Location labeling records
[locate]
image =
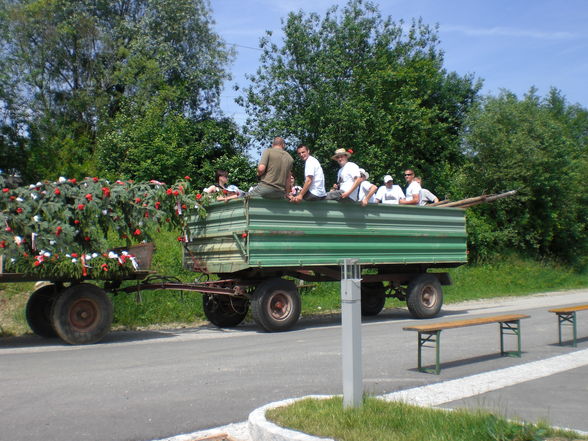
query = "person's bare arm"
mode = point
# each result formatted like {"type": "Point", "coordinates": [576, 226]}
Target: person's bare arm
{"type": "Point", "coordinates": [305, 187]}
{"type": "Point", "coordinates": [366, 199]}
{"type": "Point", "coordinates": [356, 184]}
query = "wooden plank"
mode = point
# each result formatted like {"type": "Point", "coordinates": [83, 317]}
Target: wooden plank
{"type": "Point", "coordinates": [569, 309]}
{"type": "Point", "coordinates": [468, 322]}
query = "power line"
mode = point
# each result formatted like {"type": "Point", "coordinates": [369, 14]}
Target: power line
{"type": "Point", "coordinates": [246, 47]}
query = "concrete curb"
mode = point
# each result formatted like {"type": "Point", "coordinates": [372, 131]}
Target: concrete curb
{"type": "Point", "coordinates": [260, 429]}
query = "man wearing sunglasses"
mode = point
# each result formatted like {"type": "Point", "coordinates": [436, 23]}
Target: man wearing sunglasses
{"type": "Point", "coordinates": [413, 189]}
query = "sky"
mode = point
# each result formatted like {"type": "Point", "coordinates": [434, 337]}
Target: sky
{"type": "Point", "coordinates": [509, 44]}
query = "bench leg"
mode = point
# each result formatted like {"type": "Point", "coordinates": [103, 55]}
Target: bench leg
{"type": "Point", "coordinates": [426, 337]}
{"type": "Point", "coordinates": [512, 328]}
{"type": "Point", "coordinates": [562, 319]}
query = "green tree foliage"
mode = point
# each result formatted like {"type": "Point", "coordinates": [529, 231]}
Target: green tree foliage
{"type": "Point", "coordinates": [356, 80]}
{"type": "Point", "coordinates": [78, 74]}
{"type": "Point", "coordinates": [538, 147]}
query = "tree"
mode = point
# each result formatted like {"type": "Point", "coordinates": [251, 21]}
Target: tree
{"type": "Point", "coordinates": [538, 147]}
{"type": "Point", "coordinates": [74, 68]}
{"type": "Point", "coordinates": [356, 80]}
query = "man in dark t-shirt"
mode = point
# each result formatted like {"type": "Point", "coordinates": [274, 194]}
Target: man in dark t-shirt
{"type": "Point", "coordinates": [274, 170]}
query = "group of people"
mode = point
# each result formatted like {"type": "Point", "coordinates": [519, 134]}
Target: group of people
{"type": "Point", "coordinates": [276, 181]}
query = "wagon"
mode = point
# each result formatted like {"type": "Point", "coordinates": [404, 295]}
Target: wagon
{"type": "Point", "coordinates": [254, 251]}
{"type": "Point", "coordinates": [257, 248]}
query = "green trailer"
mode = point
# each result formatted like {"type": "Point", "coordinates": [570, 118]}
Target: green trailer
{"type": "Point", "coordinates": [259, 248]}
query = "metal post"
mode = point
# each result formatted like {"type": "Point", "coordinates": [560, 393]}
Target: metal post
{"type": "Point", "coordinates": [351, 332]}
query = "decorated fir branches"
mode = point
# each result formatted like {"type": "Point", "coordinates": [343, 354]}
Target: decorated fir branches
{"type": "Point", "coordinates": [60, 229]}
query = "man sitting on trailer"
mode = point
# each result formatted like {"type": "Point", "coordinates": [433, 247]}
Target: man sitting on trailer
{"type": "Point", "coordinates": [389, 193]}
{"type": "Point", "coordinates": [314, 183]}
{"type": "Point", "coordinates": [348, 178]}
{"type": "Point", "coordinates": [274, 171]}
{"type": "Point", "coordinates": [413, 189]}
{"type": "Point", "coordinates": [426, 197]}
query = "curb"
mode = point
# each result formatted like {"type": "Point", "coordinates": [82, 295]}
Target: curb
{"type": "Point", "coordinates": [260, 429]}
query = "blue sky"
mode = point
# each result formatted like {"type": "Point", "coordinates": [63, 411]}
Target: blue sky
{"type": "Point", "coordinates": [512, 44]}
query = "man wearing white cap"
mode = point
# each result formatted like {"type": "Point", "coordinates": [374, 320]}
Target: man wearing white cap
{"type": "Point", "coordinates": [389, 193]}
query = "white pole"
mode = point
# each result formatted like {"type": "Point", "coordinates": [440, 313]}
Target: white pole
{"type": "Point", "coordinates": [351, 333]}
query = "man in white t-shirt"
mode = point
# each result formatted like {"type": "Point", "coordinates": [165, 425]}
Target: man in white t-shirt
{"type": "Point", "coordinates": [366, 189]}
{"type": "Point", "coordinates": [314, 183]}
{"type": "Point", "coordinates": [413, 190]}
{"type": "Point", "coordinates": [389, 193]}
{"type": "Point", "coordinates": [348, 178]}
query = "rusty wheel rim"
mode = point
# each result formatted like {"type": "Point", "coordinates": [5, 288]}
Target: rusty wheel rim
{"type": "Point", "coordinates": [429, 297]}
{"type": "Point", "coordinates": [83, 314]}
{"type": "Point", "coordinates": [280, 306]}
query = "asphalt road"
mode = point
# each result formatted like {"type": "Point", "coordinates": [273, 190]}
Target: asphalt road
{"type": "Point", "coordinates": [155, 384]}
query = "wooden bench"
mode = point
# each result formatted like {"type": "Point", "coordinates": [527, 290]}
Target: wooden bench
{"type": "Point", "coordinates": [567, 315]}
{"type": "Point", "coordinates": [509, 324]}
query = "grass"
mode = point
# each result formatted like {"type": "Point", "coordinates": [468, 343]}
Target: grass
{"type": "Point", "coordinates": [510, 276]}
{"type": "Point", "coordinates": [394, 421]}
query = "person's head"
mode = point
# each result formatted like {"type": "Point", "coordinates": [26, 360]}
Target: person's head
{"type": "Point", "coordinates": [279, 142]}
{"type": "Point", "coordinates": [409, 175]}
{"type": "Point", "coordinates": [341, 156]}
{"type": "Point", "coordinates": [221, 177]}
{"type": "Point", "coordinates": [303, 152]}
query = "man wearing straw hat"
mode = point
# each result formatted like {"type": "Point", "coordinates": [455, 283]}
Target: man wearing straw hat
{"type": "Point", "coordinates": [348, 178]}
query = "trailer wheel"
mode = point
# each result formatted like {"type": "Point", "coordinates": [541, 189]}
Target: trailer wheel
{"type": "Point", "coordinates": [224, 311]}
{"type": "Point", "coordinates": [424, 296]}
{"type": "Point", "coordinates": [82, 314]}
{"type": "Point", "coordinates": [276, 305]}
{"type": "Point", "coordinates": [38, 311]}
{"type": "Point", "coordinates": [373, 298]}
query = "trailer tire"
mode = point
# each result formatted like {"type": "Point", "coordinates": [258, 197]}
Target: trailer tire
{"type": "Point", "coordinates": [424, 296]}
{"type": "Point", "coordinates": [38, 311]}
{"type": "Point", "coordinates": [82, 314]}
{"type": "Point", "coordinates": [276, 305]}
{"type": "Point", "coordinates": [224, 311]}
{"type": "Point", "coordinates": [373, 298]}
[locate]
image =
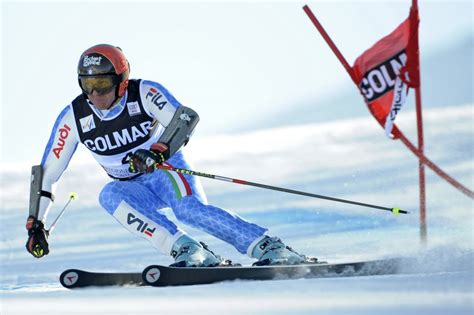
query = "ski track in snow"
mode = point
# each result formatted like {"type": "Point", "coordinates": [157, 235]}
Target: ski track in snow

- What this task involves -
Copy the records above exactly. The pictures are not part of the copy.

- Result -
[locate]
image =
query = "person's bare arm"
mode = point
# each result formatted like {"type": "Point", "coordinates": [576, 226]}
Target: person's bare arm
{"type": "Point", "coordinates": [305, 187]}
{"type": "Point", "coordinates": [366, 199]}
{"type": "Point", "coordinates": [356, 184]}
query = "wooden plank"
mode = point
# each result formatted like {"type": "Point", "coordinates": [83, 317]}
Target: wooden plank
{"type": "Point", "coordinates": [569, 309]}
{"type": "Point", "coordinates": [468, 322]}
query = "power line"
mode = point
# each result formatted like {"type": "Point", "coordinates": [369, 14]}
Target: power line
{"type": "Point", "coordinates": [246, 47]}
query = "concrete curb"
mode = point
# each result formatted like {"type": "Point", "coordinates": [372, 131]}
Target: concrete curb
{"type": "Point", "coordinates": [260, 429]}
query = "man wearing sunglasses"
mode = point
# each result formatted like {"type": "Point", "coordinates": [436, 23]}
Target: man wearing sunglasses
{"type": "Point", "coordinates": [413, 189]}
query = "sky"
mode = point
# each result formatted like {"type": "Point", "coordinates": [434, 337]}
Target: sky
{"type": "Point", "coordinates": [509, 44]}
query = "bench leg"
mode = point
# each result formatted like {"type": "Point", "coordinates": [103, 55]}
Target: bench leg
{"type": "Point", "coordinates": [426, 337]}
{"type": "Point", "coordinates": [512, 328]}
{"type": "Point", "coordinates": [562, 319]}
query = "green tree foliage"
mode = point
# each result formatted like {"type": "Point", "coordinates": [529, 231]}
Target: green tree foliage
{"type": "Point", "coordinates": [356, 80]}
{"type": "Point", "coordinates": [78, 74]}
{"type": "Point", "coordinates": [538, 147]}
query = "tree"
mode = point
# each result formatted like {"type": "Point", "coordinates": [251, 21]}
Target: tree
{"type": "Point", "coordinates": [538, 147]}
{"type": "Point", "coordinates": [74, 68]}
{"type": "Point", "coordinates": [356, 80]}
query = "man in dark t-shirt"
mode = point
# each result formatted like {"type": "Point", "coordinates": [274, 194]}
Target: man in dark t-shirt
{"type": "Point", "coordinates": [274, 170]}
query = "group of people"
mode = point
# each result formatted like {"type": "Point", "coordinates": [519, 134]}
Target: group of people
{"type": "Point", "coordinates": [276, 181]}
query = "wagon"
mode = point
# each result formatted like {"type": "Point", "coordinates": [404, 295]}
Target: wagon
{"type": "Point", "coordinates": [254, 251]}
{"type": "Point", "coordinates": [257, 248]}
query = "green trailer"
mode = point
# each result formatted like {"type": "Point", "coordinates": [570, 118]}
Target: green trailer
{"type": "Point", "coordinates": [259, 248]}
query = "metal post"
mode = point
# each result formatted like {"type": "Point", "coordinates": [560, 393]}
Target: metal post
{"type": "Point", "coordinates": [351, 332]}
query = "decorated fir branches"
mode = point
# each result formatted like {"type": "Point", "coordinates": [343, 354]}
Target: decorated fir branches
{"type": "Point", "coordinates": [60, 229]}
query = "man sitting on trailer"
mode = point
# each result formatted like {"type": "Point", "coordinates": [433, 247]}
Target: man sitting on trailer
{"type": "Point", "coordinates": [389, 193]}
{"type": "Point", "coordinates": [314, 183]}
{"type": "Point", "coordinates": [348, 178]}
{"type": "Point", "coordinates": [274, 171]}
{"type": "Point", "coordinates": [413, 189]}
{"type": "Point", "coordinates": [426, 197]}
query = "curb"
mode = point
# each result formatted like {"type": "Point", "coordinates": [82, 295]}
Target: curb
{"type": "Point", "coordinates": [260, 429]}
query = "blue sky"
mode = point
# each result formatted like {"type": "Point", "coordinates": [63, 411]}
Target: blue sky
{"type": "Point", "coordinates": [512, 44]}
query = "man wearing white cap"
mode = point
# each result formatted like {"type": "Point", "coordinates": [374, 320]}
Target: man wearing white cap
{"type": "Point", "coordinates": [389, 193]}
query = "white pole"
mode = point
# each result formatted like {"type": "Point", "coordinates": [440, 313]}
Target: white pole
{"type": "Point", "coordinates": [351, 333]}
query = "man in white t-shirt"
mode = point
# each result formatted like {"type": "Point", "coordinates": [165, 425]}
Target: man in white t-shirt
{"type": "Point", "coordinates": [366, 189]}
{"type": "Point", "coordinates": [314, 183]}
{"type": "Point", "coordinates": [413, 190]}
{"type": "Point", "coordinates": [389, 193]}
{"type": "Point", "coordinates": [348, 178]}
query = "rusty wheel rim"
mode = point
# each result formatted like {"type": "Point", "coordinates": [5, 288]}
Target: rusty wheel rim
{"type": "Point", "coordinates": [429, 297]}
{"type": "Point", "coordinates": [83, 314]}
{"type": "Point", "coordinates": [280, 306]}
query = "asphalt road"
mode = point
# each result formatted like {"type": "Point", "coordinates": [273, 190]}
Target: asphalt road
{"type": "Point", "coordinates": [155, 384]}
query = "wooden bench"
mode = point
# each result formatted like {"type": "Point", "coordinates": [527, 290]}
Target: wooden bench
{"type": "Point", "coordinates": [567, 315]}
{"type": "Point", "coordinates": [509, 324]}
query = "grass"
mode = point
# each result formatted like {"type": "Point", "coordinates": [468, 343]}
Target: grass
{"type": "Point", "coordinates": [510, 276]}
{"type": "Point", "coordinates": [394, 421]}
query = "person's head"
mode = point
# each result formatted like {"type": "Point", "coordinates": [26, 360]}
Target: person's head
{"type": "Point", "coordinates": [279, 142]}
{"type": "Point", "coordinates": [409, 175]}
{"type": "Point", "coordinates": [341, 156]}
{"type": "Point", "coordinates": [221, 177]}
{"type": "Point", "coordinates": [303, 152]}
query = "man wearing straw hat"
mode = point
# each result formatted like {"type": "Point", "coordinates": [455, 283]}
Target: man wearing straw hat
{"type": "Point", "coordinates": [348, 178]}
query = "trailer wheel"
mode = point
# each result formatted like {"type": "Point", "coordinates": [541, 189]}
Target: trailer wheel
{"type": "Point", "coordinates": [224, 311]}
{"type": "Point", "coordinates": [424, 296]}
{"type": "Point", "coordinates": [82, 314]}
{"type": "Point", "coordinates": [276, 305]}
{"type": "Point", "coordinates": [38, 311]}
{"type": "Point", "coordinates": [373, 298]}
query = "trailer tire"
mode = point
# each result formatted like {"type": "Point", "coordinates": [258, 197]}
Target: trailer tire
{"type": "Point", "coordinates": [424, 296]}
{"type": "Point", "coordinates": [38, 311]}
{"type": "Point", "coordinates": [82, 314]}
{"type": "Point", "coordinates": [276, 305]}
{"type": "Point", "coordinates": [224, 311]}
{"type": "Point", "coordinates": [373, 298]}
[locate]
image =
query = "ski track in snow"
mode = point
# each result formatted like {"type": "Point", "coordinates": [157, 235]}
Target: ski track in snow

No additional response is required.